Can you filter the data below down to only the lines that contain the string "crest" and copy each of those lines? Case counts, so an uppercase or mixed-case form is not a match.

**Task input**
--- --- ---
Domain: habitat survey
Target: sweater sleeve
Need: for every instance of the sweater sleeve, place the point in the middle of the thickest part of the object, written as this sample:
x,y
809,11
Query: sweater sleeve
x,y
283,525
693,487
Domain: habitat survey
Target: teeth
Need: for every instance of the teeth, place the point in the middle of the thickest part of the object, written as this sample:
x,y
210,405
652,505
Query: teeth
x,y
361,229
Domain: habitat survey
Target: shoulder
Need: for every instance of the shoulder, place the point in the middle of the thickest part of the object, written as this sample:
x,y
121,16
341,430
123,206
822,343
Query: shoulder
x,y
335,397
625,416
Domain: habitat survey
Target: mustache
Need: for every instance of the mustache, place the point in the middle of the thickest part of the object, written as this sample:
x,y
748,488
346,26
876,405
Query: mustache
--- --- ---
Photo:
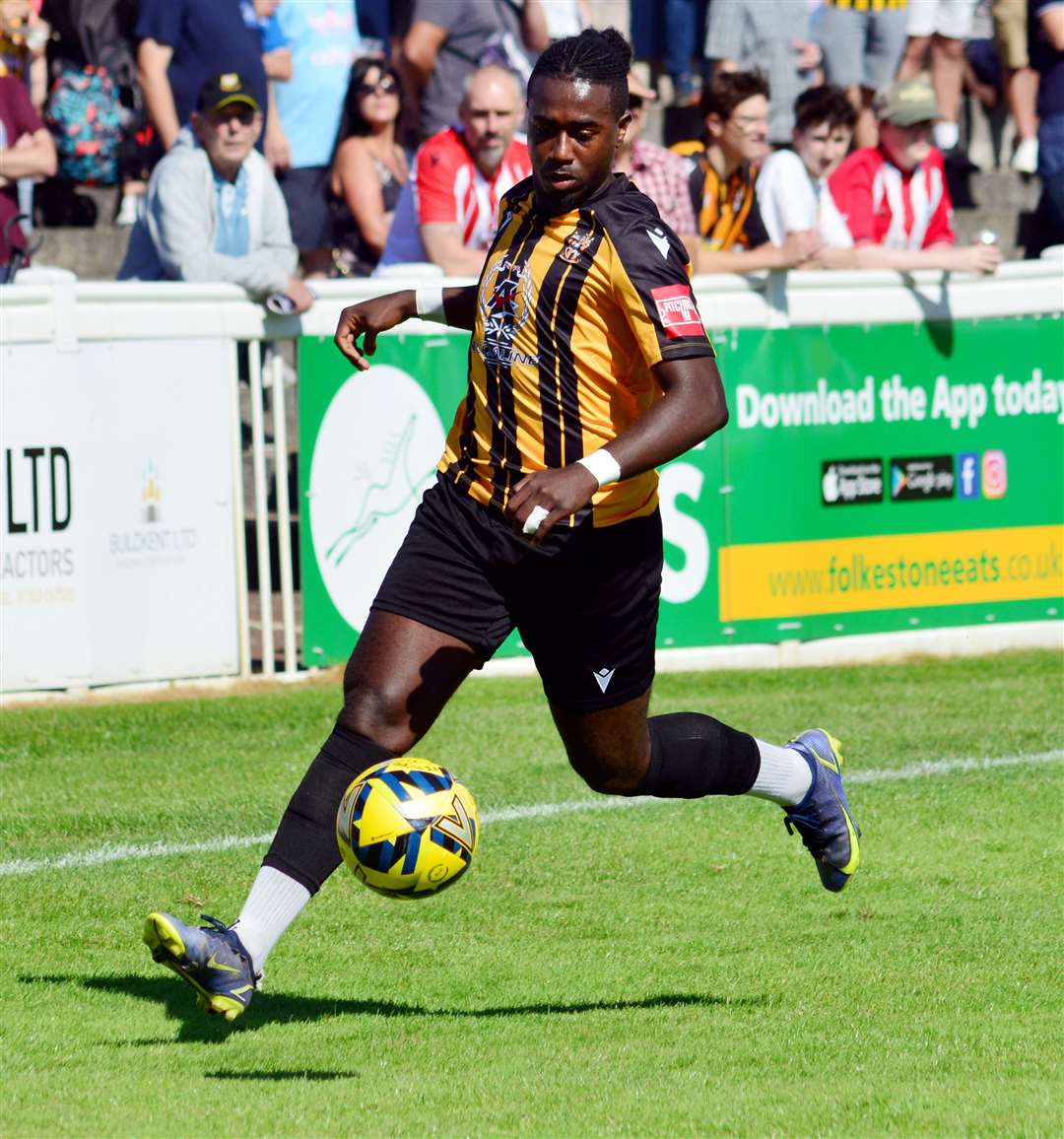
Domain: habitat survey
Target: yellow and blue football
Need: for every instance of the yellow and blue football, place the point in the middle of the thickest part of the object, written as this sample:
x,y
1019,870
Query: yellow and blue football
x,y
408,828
--- --- ---
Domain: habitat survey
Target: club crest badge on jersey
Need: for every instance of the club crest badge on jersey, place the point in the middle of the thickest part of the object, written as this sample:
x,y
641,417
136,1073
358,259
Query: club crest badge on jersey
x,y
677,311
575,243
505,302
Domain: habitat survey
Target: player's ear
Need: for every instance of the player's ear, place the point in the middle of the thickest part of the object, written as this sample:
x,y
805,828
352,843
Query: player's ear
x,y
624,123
--- --- ---
**Task answer**
Target: club crest badge on jersey
Need: for every instance of the club crest badge on jersey, place the point in the middle of the thickest part of the object, written as this sample:
Query: club crest badge on jersey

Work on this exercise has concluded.